→ Задание: Перепиши строки от той, где стоит «Could you kindly segment every instance of the ceiling?», до той, где стоит «[[287, 0], [74, 0], [176, 48]]», включительно, сохранив весь текст с формулировками. Координаты вершин в ответах масштабируй: умножь каждую на 0,6 и округли до целого, половины вверх.

Строки набора данных:
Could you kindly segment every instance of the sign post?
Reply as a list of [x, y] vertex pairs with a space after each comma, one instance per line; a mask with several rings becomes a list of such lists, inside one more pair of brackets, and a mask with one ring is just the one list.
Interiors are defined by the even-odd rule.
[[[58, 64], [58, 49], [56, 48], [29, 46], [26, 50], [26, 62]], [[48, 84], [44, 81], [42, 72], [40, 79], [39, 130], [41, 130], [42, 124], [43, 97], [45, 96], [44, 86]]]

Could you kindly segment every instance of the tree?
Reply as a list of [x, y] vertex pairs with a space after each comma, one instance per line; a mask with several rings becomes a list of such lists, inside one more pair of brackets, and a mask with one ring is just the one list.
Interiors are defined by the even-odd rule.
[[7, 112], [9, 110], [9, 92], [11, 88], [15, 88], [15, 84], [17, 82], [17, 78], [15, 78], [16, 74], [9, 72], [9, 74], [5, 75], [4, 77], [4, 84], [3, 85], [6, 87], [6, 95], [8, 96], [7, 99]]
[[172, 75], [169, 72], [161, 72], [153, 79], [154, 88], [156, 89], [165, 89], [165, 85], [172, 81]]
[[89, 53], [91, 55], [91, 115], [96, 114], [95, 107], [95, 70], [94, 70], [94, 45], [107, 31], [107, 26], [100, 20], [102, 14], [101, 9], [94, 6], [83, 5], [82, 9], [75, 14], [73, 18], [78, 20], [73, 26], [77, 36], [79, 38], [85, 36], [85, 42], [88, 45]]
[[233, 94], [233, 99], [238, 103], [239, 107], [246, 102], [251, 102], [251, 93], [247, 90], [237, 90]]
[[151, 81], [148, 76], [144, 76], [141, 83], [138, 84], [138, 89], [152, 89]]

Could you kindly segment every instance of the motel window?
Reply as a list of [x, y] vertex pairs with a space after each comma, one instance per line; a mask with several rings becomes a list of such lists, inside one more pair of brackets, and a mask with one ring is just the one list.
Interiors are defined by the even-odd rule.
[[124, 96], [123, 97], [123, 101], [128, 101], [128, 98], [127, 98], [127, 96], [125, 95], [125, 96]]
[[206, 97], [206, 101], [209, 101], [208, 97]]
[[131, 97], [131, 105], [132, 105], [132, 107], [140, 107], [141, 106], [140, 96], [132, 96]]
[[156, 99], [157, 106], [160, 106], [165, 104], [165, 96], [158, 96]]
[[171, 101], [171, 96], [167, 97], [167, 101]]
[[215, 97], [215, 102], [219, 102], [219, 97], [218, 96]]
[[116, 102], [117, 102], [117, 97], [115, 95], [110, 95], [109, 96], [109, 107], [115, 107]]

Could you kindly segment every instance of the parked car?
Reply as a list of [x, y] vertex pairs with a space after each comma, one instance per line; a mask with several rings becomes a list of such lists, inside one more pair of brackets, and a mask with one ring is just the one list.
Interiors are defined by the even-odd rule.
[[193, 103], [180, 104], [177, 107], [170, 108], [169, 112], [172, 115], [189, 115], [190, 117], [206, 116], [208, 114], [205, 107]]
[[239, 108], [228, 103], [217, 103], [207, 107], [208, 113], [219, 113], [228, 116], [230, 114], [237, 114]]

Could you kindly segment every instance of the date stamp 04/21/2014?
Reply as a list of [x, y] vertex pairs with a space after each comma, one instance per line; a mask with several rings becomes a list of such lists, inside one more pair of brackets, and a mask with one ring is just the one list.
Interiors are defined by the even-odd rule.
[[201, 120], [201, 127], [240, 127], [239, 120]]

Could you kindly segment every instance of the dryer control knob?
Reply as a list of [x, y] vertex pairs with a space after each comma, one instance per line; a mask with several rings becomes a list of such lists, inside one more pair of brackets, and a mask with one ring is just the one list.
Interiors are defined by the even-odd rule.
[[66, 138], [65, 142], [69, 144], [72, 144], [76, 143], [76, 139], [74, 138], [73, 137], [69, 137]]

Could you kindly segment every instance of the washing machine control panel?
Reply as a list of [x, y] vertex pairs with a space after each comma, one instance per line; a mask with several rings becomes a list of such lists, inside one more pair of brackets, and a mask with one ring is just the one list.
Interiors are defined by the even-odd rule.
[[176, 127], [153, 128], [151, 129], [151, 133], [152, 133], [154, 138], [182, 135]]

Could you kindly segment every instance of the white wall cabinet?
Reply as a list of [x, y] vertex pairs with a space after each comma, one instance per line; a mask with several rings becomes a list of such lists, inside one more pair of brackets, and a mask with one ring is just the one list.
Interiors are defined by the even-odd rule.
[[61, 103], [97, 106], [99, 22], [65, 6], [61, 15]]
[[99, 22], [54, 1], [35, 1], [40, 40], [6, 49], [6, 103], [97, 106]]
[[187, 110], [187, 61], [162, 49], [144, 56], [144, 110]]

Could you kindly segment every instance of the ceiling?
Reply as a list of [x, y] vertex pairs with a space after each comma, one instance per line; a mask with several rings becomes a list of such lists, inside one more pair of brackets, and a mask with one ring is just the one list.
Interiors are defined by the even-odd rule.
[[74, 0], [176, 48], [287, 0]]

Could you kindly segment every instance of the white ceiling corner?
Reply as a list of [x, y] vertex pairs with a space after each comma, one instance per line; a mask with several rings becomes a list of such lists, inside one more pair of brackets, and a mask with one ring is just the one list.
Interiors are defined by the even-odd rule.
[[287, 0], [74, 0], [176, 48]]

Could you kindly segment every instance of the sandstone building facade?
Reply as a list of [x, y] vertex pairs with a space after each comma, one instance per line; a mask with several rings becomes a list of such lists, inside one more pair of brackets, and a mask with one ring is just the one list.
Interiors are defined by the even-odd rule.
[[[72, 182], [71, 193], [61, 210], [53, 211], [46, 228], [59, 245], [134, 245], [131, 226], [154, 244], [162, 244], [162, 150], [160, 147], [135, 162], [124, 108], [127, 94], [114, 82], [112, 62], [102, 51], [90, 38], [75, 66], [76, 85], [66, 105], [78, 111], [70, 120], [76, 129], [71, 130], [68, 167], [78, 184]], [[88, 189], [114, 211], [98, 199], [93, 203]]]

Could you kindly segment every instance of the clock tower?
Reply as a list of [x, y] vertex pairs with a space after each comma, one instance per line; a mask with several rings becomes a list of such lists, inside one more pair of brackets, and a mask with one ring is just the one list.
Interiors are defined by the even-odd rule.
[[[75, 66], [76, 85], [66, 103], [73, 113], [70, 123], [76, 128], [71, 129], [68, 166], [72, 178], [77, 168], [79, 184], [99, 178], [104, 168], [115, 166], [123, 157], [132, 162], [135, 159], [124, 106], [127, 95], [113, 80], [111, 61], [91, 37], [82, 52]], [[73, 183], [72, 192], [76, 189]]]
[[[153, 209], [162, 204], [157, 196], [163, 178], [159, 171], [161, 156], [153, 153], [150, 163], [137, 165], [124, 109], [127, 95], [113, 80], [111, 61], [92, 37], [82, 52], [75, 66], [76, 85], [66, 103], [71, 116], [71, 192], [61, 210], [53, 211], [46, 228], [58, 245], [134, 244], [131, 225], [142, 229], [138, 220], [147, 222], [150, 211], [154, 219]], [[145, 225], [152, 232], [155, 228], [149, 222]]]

→ Полный ответ:
Could you kindly segment every instance of the ceiling?
Reply as a list of [x, y] vertex pairs with a space after each comma, one instance per line; a mask with several rings becomes a list of such lists, inside one more pair of brackets, and a mask with one ring is just the one list.
Interiors are defined by the even-odd rule.
[[44, 0], [106, 29], [172, 0]]

Could you kindly segment every instance of the white ceiling corner?
Reply as a list of [x, y] vertex pairs with a space after each comma, one instance per line; a mask with several rings becomes a list of such lists, inside one more pair of brackets, and a mask with one ring is just the one list.
Interiors are defined by the even-odd rule.
[[172, 0], [44, 0], [106, 29]]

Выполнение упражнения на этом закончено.